▶ **Instruções**:
a) Que idade tem Omran, segundo o texto sobre Omran?
b) Escreva, por favor, a continuação do texto sobre Omran a partir da última frase apresentada.

▶ **Texto apresentado**:
________________________________________

COITADINHAS
A facilidade com que nos comovemos com imagens de criancinhas
desgraçadas só é comparável à velocidade com que as esquecemos.
A
história trágica de Omran, um menino de cinco anos vítima da guerra na
Síria, apaixona-nos ao ponto de partilharmos repetidamente a
imagem-postal nas redes sociais. Gesto que fazemos acompanhar de uma
pungente legenda que atesta do nosso profundo humanismo. Um humanismo
que só tem dimensão porque é exibido a terceiros. Mais parece que só nos
sentimos em paz com a nossa consciência se o feed do Facebook mantiver
um justo equilíbrio entre estas histórias emocionalmente virais e as
outras histórias parvas igualmente virais. Omran está sentado na cadeira
de uma ambulância, frágil, metade do rosto coberto de sangue, a outra
metade de pó, numa perfeita geometria do caos, após novo bombardeamento a
Alepo.

________________________________________

▶ **Entradas**:
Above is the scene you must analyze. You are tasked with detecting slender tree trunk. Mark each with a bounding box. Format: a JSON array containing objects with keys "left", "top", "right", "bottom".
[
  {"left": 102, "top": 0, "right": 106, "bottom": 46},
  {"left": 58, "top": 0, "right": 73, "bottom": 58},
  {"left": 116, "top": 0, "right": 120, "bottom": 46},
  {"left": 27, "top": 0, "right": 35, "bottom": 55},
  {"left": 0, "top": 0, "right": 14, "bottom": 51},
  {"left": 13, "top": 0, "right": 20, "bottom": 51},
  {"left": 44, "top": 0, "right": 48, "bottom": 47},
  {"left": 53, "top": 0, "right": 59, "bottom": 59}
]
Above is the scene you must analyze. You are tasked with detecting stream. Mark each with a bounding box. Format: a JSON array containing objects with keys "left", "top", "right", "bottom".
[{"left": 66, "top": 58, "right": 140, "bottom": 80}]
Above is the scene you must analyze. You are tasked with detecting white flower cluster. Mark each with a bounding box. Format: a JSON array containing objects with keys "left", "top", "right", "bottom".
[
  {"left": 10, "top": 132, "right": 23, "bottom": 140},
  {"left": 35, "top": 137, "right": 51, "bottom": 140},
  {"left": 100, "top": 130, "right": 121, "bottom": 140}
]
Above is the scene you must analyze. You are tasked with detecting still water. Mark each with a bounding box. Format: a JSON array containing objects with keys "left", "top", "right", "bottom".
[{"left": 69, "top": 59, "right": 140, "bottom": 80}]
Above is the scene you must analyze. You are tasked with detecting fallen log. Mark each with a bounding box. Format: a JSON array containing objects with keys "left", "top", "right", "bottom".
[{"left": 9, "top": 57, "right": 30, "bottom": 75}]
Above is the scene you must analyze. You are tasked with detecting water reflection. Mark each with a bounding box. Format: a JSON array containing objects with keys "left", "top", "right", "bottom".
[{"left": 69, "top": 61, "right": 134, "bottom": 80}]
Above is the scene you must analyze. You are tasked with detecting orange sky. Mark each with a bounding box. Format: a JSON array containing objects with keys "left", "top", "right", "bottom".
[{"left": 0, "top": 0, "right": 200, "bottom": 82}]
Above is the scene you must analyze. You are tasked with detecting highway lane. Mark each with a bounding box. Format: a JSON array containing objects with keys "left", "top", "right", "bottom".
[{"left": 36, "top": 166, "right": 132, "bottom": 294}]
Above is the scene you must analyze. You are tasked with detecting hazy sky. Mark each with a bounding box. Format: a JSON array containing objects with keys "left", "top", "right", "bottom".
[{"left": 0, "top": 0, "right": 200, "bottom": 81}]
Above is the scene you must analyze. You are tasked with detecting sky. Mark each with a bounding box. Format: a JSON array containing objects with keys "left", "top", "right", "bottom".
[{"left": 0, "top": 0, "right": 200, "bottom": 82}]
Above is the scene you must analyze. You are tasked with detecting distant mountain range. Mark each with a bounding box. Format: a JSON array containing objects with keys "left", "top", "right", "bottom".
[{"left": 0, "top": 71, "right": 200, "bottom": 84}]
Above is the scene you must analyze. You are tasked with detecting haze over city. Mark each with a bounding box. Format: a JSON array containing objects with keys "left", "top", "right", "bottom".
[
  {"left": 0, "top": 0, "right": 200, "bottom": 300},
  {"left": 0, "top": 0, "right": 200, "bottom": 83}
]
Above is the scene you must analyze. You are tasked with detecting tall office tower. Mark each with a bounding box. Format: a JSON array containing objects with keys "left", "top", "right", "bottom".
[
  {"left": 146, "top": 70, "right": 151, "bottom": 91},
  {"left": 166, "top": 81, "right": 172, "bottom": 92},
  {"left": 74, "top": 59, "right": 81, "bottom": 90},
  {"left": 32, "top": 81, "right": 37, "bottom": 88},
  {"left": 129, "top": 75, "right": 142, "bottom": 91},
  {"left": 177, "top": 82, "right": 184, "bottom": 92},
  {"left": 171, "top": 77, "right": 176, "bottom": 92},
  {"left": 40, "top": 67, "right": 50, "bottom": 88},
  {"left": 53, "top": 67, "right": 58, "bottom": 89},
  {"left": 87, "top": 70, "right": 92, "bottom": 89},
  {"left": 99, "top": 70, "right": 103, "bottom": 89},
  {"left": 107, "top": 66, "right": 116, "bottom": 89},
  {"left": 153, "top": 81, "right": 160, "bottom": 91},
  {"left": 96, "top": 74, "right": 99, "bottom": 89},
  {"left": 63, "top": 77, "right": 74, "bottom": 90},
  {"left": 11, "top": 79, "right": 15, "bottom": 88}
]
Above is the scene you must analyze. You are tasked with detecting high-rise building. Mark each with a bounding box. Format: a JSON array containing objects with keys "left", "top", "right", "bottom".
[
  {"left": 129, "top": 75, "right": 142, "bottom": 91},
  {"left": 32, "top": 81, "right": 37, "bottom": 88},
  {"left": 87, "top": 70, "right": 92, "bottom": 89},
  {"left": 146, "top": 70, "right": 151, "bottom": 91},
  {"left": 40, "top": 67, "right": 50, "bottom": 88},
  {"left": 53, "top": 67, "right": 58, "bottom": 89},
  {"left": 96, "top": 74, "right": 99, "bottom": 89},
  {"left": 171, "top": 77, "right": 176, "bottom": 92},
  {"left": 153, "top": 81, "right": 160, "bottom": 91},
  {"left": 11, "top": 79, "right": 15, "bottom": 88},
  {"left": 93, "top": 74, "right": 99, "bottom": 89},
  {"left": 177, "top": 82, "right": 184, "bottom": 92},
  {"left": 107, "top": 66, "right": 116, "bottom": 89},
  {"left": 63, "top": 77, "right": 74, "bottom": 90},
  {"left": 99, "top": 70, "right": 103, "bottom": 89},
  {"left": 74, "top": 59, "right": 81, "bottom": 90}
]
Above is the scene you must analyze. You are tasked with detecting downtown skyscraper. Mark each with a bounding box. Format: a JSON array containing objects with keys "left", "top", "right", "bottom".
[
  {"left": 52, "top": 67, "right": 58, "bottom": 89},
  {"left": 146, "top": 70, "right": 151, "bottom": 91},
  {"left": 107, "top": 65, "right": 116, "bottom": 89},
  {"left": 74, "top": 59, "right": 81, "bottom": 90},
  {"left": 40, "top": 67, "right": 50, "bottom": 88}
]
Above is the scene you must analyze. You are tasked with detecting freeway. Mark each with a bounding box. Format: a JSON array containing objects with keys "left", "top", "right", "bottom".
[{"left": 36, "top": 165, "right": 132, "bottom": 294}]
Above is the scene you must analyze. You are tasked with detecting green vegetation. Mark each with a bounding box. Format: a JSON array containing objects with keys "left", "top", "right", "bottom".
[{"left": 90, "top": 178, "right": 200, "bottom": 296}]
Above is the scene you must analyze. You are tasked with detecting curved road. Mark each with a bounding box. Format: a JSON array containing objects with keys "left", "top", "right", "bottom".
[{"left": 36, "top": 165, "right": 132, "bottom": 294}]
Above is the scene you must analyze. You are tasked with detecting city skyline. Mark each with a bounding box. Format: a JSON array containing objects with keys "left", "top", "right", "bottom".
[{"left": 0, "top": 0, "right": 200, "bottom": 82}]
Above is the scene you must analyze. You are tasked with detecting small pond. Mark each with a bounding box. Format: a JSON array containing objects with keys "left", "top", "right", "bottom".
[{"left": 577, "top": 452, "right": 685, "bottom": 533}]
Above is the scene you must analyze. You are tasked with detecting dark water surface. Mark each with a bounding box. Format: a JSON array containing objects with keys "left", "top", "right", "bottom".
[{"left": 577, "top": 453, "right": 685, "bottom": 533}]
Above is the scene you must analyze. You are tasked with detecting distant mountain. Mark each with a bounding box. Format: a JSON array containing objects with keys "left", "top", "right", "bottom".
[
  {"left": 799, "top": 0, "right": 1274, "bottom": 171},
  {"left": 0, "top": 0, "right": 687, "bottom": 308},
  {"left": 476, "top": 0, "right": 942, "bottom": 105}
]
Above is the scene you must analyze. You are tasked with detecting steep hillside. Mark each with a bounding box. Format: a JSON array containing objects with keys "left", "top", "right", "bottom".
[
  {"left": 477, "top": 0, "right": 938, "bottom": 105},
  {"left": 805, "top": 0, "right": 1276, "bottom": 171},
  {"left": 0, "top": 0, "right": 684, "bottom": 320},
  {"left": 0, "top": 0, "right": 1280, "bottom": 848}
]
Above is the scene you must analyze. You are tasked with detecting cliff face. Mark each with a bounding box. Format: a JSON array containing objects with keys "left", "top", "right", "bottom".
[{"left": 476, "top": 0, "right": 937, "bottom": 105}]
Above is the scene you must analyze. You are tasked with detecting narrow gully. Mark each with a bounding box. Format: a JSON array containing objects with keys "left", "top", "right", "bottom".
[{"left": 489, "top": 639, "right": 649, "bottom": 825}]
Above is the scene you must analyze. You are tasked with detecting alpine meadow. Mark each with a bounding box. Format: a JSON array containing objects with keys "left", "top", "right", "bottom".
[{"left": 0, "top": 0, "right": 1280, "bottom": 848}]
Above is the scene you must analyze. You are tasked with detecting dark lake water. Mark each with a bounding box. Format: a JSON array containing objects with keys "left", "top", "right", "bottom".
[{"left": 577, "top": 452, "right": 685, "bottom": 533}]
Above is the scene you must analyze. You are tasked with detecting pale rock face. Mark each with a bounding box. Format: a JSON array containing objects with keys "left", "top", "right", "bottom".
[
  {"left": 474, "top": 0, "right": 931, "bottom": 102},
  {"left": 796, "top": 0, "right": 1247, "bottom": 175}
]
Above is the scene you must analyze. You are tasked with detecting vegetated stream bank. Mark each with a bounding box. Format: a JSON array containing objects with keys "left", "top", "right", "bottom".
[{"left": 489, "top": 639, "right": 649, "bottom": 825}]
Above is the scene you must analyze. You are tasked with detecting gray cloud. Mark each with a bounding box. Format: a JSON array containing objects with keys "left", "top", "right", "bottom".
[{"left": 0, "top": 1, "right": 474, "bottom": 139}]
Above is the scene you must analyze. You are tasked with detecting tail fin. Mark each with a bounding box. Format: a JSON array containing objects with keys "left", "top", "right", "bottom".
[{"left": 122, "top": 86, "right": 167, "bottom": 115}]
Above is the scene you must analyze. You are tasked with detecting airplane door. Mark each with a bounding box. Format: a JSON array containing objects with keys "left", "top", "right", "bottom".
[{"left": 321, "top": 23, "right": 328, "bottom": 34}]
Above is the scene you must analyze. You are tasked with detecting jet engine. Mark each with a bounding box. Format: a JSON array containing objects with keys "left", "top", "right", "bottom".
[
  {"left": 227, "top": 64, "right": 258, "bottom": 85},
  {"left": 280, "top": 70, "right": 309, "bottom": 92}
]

________________________________________

▶ **Respostas**:
a) Omran tem cinco anos.

b)
O Mundo comove-se porque ele está imerso na hipnose do choque e
não chora. Como é possível, se até o fotojornalista que captou o momento
baqueou? Talvez porque 3,7 milhões de crianças sírias - uma em cada
três - nasceram depois do conflito militar. Talvez porque, para elas,
aquele seja um dia normal.
O Mundo hoje é assim: fica de coração
apertado quando lhe dizem que tem de ser. Até aparecer um vídeo fofinho
com gatinhos ou um acidente espetacular na China. Ou até aparecer alguém
que tem o descaramento de defender a entrada de refugiados na Europa.
Coitadinhas das criancinhas. Coitadinho de Omran. Coitadinhos de nós.
IN "JORNAL DE NOTÍCIAS"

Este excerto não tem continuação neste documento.